STUDY MATERIAL:

Start of Block

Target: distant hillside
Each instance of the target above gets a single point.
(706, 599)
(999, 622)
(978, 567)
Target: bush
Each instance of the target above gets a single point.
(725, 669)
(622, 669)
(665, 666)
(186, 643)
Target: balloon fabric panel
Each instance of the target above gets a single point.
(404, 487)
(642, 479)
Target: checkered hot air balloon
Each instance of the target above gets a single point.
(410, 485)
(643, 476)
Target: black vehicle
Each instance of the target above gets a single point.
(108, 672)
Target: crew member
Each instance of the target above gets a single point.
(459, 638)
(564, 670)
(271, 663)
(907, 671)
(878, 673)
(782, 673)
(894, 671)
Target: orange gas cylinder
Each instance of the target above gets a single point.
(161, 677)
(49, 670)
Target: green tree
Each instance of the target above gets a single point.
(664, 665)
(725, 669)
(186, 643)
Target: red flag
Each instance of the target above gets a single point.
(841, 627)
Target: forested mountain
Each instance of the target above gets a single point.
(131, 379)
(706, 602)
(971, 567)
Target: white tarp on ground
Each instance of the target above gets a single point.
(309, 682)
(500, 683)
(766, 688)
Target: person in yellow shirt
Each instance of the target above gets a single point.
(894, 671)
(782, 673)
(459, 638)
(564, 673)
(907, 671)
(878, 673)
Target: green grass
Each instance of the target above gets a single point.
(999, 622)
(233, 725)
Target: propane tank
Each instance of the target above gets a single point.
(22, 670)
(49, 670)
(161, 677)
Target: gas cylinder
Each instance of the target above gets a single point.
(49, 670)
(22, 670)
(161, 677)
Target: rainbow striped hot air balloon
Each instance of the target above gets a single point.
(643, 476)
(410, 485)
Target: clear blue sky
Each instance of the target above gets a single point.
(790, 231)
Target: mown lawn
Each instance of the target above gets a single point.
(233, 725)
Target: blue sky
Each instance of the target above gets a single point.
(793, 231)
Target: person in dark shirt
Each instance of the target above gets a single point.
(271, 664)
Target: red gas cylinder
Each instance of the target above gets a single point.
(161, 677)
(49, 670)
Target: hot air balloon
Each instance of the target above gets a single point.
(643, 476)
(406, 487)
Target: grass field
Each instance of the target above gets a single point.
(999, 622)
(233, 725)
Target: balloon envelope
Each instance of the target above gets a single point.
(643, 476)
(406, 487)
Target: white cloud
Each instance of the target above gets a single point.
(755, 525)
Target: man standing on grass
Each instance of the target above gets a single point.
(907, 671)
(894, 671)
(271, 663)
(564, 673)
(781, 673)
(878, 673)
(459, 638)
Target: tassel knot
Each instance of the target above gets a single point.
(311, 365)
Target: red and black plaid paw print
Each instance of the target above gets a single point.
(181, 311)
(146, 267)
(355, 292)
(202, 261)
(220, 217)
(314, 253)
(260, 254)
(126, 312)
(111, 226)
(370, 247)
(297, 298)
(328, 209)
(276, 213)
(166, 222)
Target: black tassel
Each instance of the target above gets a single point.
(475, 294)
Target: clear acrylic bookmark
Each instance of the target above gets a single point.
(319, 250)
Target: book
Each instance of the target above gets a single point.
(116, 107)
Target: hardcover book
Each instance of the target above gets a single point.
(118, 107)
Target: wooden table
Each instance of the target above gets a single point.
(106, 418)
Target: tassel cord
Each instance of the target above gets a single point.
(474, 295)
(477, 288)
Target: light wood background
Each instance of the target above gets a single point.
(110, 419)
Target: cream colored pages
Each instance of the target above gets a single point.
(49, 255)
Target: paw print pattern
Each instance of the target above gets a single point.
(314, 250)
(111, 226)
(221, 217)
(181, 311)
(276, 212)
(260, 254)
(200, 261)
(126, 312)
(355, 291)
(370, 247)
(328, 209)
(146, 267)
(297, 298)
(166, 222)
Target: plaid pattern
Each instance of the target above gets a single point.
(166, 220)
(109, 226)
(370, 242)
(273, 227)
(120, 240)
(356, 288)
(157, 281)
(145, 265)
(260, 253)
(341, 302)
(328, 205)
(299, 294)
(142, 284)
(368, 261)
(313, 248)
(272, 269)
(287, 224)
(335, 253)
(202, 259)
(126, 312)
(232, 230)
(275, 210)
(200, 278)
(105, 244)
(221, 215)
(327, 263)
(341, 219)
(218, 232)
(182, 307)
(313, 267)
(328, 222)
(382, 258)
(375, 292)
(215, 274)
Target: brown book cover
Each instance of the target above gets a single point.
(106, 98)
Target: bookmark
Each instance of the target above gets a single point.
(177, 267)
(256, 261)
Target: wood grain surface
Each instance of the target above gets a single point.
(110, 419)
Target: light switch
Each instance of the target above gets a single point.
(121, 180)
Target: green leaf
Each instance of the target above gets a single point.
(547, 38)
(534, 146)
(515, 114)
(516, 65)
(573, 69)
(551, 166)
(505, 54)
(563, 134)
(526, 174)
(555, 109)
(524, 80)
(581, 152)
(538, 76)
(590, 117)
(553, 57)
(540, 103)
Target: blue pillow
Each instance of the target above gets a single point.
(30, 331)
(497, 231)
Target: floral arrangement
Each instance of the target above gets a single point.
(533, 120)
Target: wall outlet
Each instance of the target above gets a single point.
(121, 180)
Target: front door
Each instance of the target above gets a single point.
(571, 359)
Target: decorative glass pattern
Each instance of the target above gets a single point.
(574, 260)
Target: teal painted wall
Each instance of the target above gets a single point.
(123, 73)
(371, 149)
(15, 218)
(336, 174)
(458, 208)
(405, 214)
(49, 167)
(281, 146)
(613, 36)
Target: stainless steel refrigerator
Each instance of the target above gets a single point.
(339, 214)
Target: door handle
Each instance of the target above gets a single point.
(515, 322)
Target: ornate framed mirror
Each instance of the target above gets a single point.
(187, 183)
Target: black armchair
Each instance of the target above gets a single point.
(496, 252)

End of Block

TASK DIRECTIONS:
Count every line of the material above that holds the string "print", then state only the total.

OUTPUT OF THE TASK:
2